*TEXTO*:
O gigantesco esforço a que o Estado de Direito Democrático é obrigado  para assegurar o harmonioso desenvolvimento das potencialidades do capital predador (é uma qualificação essencial, não uma discriminação) constitui a base da organização da sociedade moderna.

Esse esforço tem como arma principal, mais ainda que do que a repressão institucional, logo exercida pela vontade do povo soberano, não é bom esquecer, a ideologia e os seus elementos estruturantes: escola, universidade, a história contada pelos vencedores, as ciências sociais, a comunicação social e, até, as próprias ciências da natureza e as ciências exactas.

Jean Rostand, o grande biólogo francês da primeira metade do século passado, na sua polémica com os biólogos soviéticos submetidos à ciência oficial proclamada por Lisenko, com a ideologia estalinista  no comando, ele próprio reconhece que a ciência ocidental também é afectada pela ideologia embora em menor grau.

O totalitarismo não é uma qualidade exclusiva das sociedades ditas comunistas ou fascistas. O progresso capitalista gerador de retrocesso social, o crescimento como base ontológica do funcionamento do capital e gerador da crise estrutural que é hoje a sua condição inapelável, a caminhada para a necessidade de unificação das ciências para o seu desenvolvimento, o controlo político absoluto das grandes conquistas tecnológicas e científicas, da inteligência artificial, conduzem para a globalização e centralização do poder e para a necessidade do controlo absoluto da resistência dos trabalhadores, dos povos, à sua exclusão do trabalho substituídos pelas máquinas.

A grande contradição do capitalismo vai, está já a, situar-se neste campo: o trabalho humano como gerador de mais-valia, logo do lucro, vai perder o seu papel de mediador social e a produtividade crescente vai depender cada vez mais exclusivamente da máquina “pensante” (talvez sem aspas) e a óbvia necessidade da redução do tempo de trabalho humano entra em confronto com a taxa de lucro o elemento estruturante do capital.

Karl Marx já tinha colocado a baixa tendencial da taxa de lucro como uma das características do funcionamento do capital provocando a cada vez maior frequência das crises cíclicas e gerando a crise estrutural de que não mais vai conseguir libertar-se.

*OS REGISTOS*:
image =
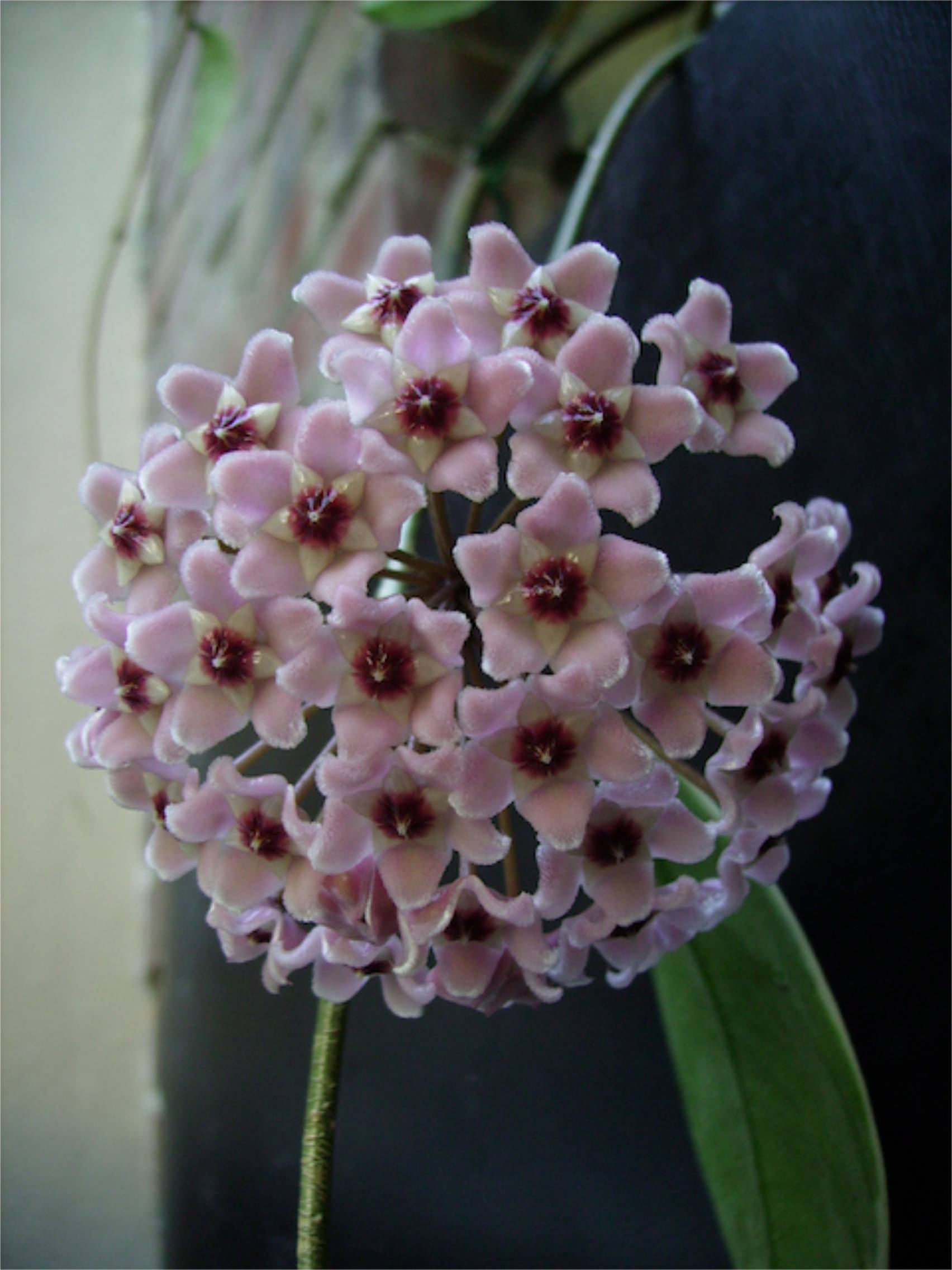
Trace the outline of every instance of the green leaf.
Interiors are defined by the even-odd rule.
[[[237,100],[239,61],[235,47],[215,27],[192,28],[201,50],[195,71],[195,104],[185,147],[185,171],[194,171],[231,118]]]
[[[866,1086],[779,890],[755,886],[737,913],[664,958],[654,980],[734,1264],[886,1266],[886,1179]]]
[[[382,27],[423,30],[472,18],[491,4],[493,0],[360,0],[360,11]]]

==

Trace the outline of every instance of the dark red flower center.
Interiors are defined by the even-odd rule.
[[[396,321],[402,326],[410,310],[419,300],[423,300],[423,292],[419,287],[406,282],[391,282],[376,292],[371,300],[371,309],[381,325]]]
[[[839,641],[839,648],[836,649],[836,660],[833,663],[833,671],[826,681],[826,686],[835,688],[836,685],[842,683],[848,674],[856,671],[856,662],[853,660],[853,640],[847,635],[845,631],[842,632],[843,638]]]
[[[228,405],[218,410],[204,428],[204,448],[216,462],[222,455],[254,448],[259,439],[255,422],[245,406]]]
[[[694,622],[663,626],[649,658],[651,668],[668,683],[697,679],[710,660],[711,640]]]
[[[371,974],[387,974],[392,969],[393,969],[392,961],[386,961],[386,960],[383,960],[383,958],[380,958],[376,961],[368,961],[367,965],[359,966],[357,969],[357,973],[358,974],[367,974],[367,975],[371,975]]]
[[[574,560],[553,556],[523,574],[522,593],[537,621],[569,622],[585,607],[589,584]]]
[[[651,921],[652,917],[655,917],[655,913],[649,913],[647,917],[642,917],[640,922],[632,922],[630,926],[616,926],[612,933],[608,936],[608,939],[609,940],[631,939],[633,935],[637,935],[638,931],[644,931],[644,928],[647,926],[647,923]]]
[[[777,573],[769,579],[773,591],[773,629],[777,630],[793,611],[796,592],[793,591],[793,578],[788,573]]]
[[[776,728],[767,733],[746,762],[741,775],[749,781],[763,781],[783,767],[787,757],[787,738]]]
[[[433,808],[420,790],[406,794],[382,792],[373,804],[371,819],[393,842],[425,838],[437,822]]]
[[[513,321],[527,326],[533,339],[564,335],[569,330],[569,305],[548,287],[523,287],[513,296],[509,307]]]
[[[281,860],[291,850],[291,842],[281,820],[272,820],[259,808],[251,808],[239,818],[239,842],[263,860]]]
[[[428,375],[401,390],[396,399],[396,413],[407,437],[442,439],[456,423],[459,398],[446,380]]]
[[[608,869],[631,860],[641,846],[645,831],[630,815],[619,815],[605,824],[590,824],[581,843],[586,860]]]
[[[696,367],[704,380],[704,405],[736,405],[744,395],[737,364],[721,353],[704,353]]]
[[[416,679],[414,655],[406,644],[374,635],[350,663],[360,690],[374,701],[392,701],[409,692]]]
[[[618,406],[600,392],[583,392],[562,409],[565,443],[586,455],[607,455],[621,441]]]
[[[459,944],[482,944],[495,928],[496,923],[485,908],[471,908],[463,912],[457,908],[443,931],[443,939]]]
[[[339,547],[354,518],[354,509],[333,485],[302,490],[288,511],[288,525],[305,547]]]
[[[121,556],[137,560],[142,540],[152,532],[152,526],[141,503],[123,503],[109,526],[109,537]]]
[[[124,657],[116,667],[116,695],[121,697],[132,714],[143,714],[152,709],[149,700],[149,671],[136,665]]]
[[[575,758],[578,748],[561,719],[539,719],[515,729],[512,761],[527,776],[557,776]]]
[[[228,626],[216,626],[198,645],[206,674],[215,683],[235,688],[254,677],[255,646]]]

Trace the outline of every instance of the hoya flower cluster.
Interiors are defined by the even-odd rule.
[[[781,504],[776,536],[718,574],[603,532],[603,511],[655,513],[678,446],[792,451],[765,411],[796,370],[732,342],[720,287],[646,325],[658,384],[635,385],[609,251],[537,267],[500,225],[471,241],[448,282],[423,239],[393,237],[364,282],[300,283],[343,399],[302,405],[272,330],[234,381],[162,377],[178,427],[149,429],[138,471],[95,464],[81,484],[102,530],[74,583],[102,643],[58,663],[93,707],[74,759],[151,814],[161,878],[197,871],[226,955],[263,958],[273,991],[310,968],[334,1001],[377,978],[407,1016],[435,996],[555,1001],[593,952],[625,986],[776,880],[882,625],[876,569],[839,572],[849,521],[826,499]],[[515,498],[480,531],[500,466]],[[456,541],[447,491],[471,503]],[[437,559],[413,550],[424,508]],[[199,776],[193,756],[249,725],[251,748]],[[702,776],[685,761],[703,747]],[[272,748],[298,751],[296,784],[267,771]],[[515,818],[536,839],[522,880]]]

--

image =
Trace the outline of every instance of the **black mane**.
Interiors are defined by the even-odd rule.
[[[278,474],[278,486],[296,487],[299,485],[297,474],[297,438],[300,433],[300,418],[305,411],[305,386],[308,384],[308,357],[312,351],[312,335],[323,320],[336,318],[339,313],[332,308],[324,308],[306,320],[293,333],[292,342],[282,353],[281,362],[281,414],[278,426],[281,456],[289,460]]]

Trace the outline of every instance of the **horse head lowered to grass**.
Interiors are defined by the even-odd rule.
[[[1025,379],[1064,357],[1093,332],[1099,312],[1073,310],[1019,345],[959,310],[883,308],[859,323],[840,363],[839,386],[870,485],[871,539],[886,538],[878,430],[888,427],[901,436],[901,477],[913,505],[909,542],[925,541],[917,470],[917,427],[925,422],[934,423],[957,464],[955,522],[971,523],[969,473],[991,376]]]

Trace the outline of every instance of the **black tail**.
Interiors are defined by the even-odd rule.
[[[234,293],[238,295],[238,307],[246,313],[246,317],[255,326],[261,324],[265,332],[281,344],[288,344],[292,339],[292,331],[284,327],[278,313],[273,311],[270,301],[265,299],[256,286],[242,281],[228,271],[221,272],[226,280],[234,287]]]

*TAREFAS*:
a) Segundo o texto sobre o capitalismo, o que é que Karl Marx já tinha colocado como uma das características do funcionamento do capital?
b) Extrai dos registos todas as linhas que contêm a palavra "outline", tendo em conta a distinção entre maiúsculas e minúsculas.
Os registos não têm qualquer relação com o texto.

*SOLUÇÕES*:
a) A baixa tendencial da taxa de lucro.

b)
Trace the outline of every instance of the green leaf.
Trace the outline of every instance of the dark red flower center.
Trace the outline of every instance of the hoya flower cluster.
Trace the outline of every instance of the **black mane**.
Trace the outline of every instance of the **horse head lowered to grass**.
Trace the outline of every instance of the **black tail**.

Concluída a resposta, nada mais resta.